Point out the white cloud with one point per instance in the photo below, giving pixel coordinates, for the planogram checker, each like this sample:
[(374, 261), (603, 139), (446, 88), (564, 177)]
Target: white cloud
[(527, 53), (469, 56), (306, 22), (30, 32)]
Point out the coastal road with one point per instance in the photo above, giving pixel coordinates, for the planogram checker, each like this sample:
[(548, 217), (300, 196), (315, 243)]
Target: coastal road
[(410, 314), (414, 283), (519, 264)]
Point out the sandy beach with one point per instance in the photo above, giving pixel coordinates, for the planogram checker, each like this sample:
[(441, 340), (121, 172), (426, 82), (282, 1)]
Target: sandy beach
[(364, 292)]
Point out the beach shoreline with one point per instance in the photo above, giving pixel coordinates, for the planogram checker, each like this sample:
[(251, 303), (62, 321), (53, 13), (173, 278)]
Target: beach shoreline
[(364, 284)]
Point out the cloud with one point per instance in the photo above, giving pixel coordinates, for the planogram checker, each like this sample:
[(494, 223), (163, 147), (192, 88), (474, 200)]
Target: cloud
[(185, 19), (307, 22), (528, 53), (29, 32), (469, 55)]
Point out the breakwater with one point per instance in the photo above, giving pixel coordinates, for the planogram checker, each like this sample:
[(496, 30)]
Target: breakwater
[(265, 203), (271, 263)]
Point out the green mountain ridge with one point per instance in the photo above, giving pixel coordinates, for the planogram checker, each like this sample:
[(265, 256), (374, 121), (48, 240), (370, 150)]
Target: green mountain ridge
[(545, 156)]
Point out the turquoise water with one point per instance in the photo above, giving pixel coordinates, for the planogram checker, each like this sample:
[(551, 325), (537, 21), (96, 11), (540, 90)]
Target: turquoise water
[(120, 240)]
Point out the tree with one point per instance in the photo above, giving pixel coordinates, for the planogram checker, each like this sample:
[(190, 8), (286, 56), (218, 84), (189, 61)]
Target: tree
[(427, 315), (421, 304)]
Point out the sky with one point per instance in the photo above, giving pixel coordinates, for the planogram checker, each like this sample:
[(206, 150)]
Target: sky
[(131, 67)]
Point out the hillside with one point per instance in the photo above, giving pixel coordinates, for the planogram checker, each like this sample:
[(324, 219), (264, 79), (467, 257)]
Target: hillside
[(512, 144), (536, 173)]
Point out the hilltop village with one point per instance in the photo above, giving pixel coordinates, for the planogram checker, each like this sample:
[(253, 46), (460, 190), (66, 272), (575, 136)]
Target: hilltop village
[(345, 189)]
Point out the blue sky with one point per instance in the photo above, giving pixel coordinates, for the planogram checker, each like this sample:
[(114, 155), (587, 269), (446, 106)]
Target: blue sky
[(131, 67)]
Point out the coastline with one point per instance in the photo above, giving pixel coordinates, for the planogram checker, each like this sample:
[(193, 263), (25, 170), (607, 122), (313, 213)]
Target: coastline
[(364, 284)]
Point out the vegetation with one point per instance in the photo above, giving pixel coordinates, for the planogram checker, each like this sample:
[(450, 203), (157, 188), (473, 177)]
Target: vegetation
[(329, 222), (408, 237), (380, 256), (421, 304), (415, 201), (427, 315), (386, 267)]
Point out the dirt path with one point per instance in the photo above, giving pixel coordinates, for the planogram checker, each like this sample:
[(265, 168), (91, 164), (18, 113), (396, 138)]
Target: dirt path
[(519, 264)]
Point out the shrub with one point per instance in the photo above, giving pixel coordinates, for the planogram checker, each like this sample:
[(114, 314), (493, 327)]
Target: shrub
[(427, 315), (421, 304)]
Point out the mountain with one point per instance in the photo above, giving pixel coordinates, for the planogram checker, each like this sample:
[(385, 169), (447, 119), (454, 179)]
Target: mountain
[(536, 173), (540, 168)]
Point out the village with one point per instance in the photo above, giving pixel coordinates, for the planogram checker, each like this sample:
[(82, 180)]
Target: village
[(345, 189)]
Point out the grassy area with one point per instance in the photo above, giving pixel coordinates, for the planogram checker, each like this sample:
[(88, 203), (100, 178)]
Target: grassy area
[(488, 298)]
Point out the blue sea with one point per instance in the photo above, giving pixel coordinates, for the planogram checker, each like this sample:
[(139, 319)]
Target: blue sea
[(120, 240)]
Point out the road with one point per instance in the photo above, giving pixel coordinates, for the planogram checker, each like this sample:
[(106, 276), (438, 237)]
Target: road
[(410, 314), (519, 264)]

_THE REQUEST_
Reproduce the listing from the line containing "Point out the grassy" through its end, requests included, increasing every pixel coordinate in the answers by 86 and leaving the sample coordinates within the requests unchanged.

_WORKED SOLUTION_
Point out the grassy area with one point per instance in the photo above, giving pixel coordinates, for the planogram checker, each like this sample:
[(88, 203), (100, 178)]
Target: grassy area
[(574, 384)]
Point out the blue sea with one point per instance in the photo above, giving pixel coordinates, for the planogram checker, each like this sample:
[(139, 319)]
Target: blue sea
[(206, 326)]
Point out the road with one point per instance in the photo above, giving pixel coordinates, for the planogram checker, each like this sample:
[(106, 276), (438, 237)]
Target: road
[(496, 400), (605, 350)]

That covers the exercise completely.